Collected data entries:
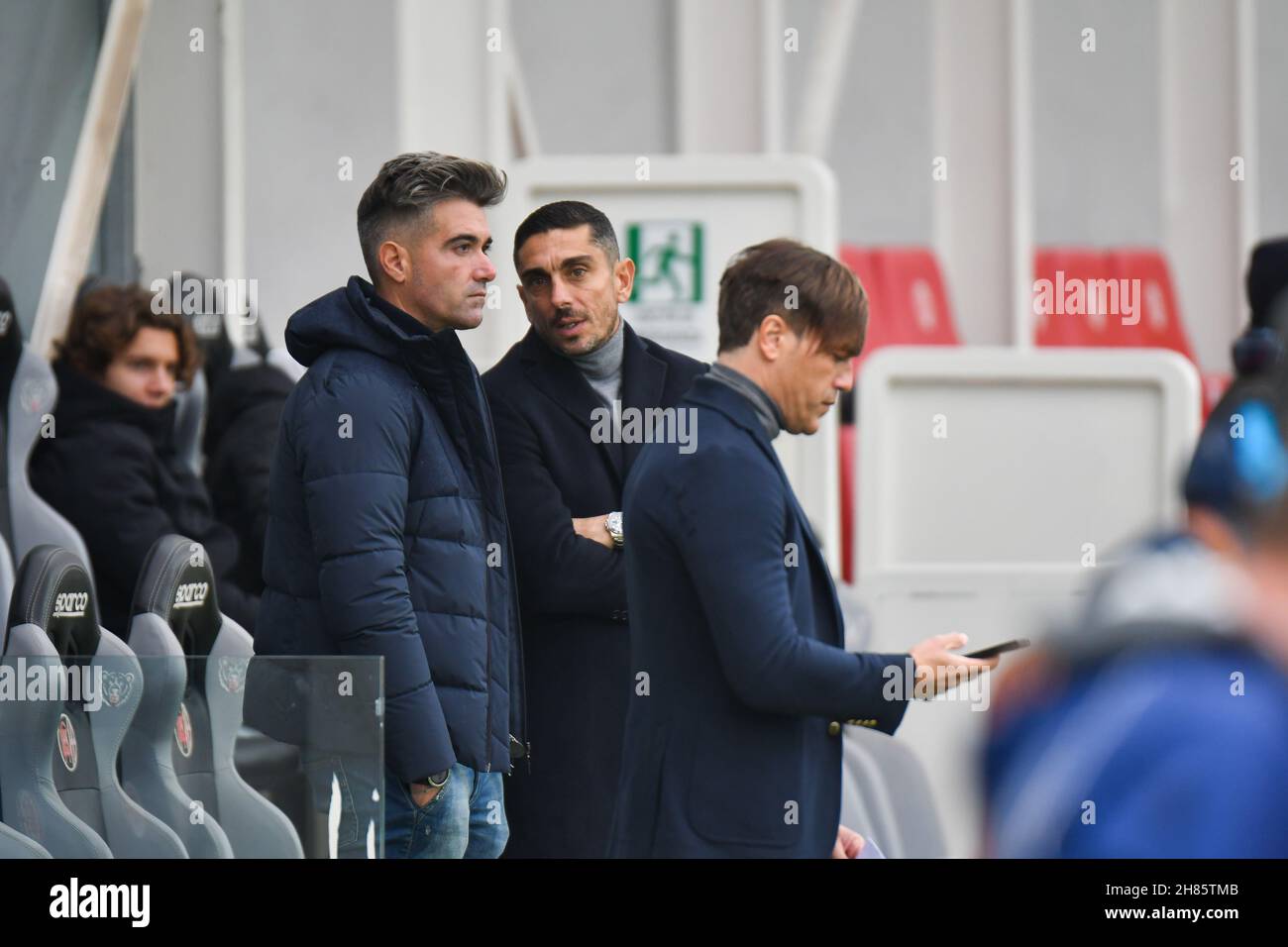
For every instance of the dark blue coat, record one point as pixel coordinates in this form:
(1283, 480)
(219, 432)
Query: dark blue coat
(572, 589)
(732, 741)
(386, 531)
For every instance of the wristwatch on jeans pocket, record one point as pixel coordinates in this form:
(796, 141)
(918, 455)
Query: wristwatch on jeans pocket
(436, 781)
(614, 528)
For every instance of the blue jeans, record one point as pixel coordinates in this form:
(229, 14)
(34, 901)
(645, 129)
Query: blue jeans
(465, 819)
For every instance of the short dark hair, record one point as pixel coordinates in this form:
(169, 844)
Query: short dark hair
(104, 322)
(815, 294)
(565, 215)
(411, 184)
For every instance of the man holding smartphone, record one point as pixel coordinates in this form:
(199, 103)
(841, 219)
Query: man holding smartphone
(733, 748)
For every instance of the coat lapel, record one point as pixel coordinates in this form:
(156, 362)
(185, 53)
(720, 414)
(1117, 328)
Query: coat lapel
(562, 381)
(643, 382)
(735, 407)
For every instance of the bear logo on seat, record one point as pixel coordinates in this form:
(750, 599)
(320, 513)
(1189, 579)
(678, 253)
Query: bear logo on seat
(183, 731)
(232, 673)
(116, 686)
(67, 749)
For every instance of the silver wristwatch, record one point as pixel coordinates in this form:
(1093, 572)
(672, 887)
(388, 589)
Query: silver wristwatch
(614, 528)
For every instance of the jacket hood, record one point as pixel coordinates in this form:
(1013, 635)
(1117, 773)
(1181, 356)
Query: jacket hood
(82, 402)
(344, 318)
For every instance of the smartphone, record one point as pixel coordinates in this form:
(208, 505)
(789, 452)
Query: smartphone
(1014, 644)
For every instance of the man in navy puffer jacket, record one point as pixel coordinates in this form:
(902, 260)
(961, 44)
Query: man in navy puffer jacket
(386, 531)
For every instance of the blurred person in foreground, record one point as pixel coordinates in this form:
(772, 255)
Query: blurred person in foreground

Task objective:
The response consists of the data above printed line for line, with no pictures.

Exercise solution:
For every instance of the dark blue coat, record one point as pixel coordinates in this form:
(1283, 480)
(219, 432)
Query: dark blue coat
(572, 589)
(732, 741)
(386, 531)
For every instance of the wristwatch on jeans pocket, record one point as pixel coordinates in this form:
(796, 141)
(918, 455)
Query: wristwatch on jeans pocket
(436, 781)
(614, 528)
For every instance of the blue jeans, record one point as pixel coordinates in this form:
(229, 14)
(34, 901)
(645, 129)
Query: blue jeans
(465, 819)
For every instance of the short dark hair, record one point as pixel coordinates in this form:
(169, 844)
Query: short dark hair
(104, 322)
(815, 294)
(565, 215)
(411, 184)
For every instance of the man holding smartphone, record one point as pixel coordinates in this form:
(199, 103)
(841, 219)
Query: man holding smartphone
(733, 748)
For every instance of the coat lapel, record one point as pixel coordinates in this form:
(156, 362)
(185, 53)
(720, 414)
(1117, 328)
Query: coat lapel
(562, 381)
(643, 382)
(735, 407)
For every instance of the bear logo on seat, record one point as pixel coordinates in this form:
(750, 599)
(320, 513)
(1189, 579)
(678, 253)
Query: bear logo on seat
(183, 731)
(232, 673)
(116, 686)
(67, 749)
For every instance of the silver wristwatch, record one point as pixel coordinates in this form:
(1093, 572)
(672, 887)
(388, 589)
Query: silver wristwatch
(614, 528)
For every instance of the jacket hood, record one point as pixel coordinates in this form:
(1013, 635)
(1117, 773)
(1181, 356)
Query: jacket hood
(82, 402)
(344, 318)
For every instance of the smartphone, record one point as pixel coordinates in this form:
(208, 505)
(789, 452)
Query: smartphone
(1014, 644)
For every instance of the man in navy puffer jacket, record one point as pixel coordinates in this form:
(902, 260)
(961, 44)
Query: man in navy puffer jacket
(386, 531)
For every instance of the blurred person in foreground, record one point as pixel coordinates in this form:
(772, 255)
Query: blurred person in foreground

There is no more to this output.